RECORDS FOR THIS EXERCISE Start Marker
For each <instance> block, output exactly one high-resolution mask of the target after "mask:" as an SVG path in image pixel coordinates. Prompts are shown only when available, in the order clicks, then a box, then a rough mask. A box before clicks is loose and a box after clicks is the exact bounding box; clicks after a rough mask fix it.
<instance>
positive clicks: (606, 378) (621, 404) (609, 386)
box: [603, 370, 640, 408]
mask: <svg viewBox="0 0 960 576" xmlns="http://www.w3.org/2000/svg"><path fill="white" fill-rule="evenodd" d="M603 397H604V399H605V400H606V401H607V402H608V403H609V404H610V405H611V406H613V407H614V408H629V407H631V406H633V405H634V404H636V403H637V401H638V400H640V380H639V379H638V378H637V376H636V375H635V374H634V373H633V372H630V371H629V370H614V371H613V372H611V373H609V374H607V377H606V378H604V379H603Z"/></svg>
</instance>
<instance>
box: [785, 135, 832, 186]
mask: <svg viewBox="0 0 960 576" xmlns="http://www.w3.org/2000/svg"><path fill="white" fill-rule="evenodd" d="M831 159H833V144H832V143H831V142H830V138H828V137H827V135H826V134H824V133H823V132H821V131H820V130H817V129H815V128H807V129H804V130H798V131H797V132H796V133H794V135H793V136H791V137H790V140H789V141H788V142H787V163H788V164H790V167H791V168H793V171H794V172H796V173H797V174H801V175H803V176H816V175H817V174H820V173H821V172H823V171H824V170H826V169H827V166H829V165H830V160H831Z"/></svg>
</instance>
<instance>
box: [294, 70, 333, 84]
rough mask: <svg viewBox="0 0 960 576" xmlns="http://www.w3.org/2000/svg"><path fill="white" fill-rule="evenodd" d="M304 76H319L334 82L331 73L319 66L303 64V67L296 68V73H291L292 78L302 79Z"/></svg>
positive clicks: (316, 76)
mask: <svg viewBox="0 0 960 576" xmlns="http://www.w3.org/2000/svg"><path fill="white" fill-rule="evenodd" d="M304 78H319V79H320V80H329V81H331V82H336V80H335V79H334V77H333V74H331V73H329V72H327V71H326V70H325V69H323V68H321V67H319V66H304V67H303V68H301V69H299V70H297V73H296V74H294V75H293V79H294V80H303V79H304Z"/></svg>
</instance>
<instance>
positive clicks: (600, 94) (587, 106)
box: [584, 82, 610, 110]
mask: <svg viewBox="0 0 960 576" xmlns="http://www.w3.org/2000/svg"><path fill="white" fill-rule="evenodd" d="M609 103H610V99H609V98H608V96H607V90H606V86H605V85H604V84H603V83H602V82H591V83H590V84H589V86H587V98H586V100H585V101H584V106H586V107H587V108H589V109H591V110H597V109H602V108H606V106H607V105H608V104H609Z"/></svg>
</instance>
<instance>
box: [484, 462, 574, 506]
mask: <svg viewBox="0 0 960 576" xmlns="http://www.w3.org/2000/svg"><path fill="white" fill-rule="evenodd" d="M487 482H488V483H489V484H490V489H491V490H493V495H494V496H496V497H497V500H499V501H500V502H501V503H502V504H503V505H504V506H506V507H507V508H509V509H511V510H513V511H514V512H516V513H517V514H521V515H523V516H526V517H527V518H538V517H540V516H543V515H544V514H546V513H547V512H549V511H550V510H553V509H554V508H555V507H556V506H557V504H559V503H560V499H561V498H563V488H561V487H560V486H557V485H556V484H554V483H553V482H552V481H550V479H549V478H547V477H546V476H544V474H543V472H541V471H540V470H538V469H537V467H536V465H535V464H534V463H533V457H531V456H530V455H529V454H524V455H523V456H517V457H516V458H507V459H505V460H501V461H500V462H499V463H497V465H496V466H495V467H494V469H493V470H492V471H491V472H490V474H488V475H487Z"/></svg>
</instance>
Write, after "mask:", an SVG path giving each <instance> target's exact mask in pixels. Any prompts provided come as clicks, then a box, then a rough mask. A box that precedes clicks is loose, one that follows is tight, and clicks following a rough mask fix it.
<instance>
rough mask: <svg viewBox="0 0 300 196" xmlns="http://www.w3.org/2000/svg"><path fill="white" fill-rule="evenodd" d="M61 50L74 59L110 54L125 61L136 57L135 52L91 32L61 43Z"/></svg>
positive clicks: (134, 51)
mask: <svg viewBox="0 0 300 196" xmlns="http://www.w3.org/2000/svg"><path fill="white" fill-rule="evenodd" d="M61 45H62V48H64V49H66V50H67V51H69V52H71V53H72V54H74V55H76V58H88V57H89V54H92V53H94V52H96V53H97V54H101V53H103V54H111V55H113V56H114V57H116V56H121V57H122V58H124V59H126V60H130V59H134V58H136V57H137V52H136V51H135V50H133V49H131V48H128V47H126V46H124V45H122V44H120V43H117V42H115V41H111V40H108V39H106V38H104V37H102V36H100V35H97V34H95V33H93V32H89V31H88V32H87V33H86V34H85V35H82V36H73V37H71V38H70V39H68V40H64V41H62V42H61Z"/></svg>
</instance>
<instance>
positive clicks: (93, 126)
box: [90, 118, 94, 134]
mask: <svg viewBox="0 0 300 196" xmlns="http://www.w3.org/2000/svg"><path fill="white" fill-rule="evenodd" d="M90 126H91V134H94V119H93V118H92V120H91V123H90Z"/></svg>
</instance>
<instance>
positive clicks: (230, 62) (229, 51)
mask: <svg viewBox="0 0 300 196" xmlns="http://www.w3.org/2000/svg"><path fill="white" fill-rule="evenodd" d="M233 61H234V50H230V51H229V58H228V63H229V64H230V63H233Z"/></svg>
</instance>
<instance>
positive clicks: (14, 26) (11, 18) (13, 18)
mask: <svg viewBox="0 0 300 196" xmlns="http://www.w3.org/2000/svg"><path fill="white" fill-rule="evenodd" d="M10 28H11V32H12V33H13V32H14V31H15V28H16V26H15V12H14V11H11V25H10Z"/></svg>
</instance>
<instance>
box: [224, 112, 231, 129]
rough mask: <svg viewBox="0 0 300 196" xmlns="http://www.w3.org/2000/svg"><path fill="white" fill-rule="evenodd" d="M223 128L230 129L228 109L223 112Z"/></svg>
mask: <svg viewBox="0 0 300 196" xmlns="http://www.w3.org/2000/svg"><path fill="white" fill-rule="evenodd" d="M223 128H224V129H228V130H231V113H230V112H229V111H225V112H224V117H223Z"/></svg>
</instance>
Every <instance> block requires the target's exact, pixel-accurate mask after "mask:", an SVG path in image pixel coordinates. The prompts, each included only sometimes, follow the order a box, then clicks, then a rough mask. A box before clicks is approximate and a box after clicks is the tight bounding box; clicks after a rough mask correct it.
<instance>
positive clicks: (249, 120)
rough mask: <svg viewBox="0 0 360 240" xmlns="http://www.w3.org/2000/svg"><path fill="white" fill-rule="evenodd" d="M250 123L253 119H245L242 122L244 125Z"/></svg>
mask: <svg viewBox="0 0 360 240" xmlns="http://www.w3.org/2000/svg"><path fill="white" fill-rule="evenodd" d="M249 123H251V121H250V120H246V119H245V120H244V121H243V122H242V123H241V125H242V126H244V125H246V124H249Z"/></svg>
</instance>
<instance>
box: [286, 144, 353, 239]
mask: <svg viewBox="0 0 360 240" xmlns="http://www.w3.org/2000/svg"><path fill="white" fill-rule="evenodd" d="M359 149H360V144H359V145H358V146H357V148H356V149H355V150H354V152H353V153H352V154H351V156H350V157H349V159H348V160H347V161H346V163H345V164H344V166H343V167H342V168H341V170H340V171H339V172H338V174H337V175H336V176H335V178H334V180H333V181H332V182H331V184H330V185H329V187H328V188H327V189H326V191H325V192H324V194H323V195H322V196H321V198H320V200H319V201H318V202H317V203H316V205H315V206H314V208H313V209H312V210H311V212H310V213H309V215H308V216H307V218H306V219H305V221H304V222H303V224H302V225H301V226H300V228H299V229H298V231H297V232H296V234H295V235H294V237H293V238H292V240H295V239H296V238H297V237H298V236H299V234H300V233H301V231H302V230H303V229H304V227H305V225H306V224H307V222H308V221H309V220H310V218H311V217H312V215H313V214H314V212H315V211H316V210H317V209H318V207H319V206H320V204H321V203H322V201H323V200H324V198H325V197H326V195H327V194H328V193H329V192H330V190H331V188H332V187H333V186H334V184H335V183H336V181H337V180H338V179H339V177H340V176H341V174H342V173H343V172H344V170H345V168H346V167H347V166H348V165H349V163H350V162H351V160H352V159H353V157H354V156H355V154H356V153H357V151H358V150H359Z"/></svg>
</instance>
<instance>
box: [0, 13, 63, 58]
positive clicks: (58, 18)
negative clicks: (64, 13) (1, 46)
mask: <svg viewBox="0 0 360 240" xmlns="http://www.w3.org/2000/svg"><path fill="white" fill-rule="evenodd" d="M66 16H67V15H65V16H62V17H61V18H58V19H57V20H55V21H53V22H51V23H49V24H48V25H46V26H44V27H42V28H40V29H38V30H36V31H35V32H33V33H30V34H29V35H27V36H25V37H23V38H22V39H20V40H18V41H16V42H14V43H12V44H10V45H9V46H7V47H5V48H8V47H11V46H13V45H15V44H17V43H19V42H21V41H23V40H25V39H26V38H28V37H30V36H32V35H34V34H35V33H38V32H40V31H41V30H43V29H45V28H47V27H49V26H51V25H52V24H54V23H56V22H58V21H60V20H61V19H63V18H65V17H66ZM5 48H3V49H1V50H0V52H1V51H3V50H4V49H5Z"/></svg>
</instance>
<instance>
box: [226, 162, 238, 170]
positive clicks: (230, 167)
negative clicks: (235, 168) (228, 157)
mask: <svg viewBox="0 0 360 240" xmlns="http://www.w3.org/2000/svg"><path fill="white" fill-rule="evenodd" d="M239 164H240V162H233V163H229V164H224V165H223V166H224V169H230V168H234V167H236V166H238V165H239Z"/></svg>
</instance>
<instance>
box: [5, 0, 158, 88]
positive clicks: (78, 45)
RECORDS FOR THIS EXERCISE End Marker
- REQUIRED ACTION -
Extract the material from its first line up to and including the line containing "box: [603, 370, 640, 408]", reproducing each line without alteration.

- TASK OUTPUT -
For each <instance> block, output exactly one high-resolution mask of the target after "mask:" as an SVG path in image pixel coordinates. Prompts are shown only when available, in the order clicks, then a box, then a rough mask. A box before clicks is loose and a box after clicks is the exact bounding box; clicks after a rough mask fix it.
<instance>
positive clicks: (606, 378) (621, 404) (609, 386)
box: [603, 370, 640, 408]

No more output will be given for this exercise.